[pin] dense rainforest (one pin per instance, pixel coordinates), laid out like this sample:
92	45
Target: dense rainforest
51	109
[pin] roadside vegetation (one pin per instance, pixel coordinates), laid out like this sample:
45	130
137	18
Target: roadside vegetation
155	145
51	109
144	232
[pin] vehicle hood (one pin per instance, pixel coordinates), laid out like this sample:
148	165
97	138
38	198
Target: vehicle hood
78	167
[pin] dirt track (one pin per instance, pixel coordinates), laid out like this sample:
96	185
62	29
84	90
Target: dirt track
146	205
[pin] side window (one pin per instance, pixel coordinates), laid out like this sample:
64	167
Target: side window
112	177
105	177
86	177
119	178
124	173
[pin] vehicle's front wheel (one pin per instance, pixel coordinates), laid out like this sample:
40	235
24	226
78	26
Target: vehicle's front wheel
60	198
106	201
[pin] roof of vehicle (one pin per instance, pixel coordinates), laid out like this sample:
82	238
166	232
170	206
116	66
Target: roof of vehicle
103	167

^^^^

**Work task:**
Give back, word for word, the lines from the one with "[pin] vehicle's front" through the last line of the entries, both included, and no other line.

**Solution for this exercise:**
[pin] vehicle's front wheel (one pin per instance, pixel coordinates), laid out like this sample:
40	235
24	226
78	26
Target: vehicle's front wheel
60	198
106	201
[pin] roof of vehicle (one pin per instance, pixel coordinates), laid out like this sample:
82	238
166	232
170	206
116	66
Target: roof of vehicle
103	167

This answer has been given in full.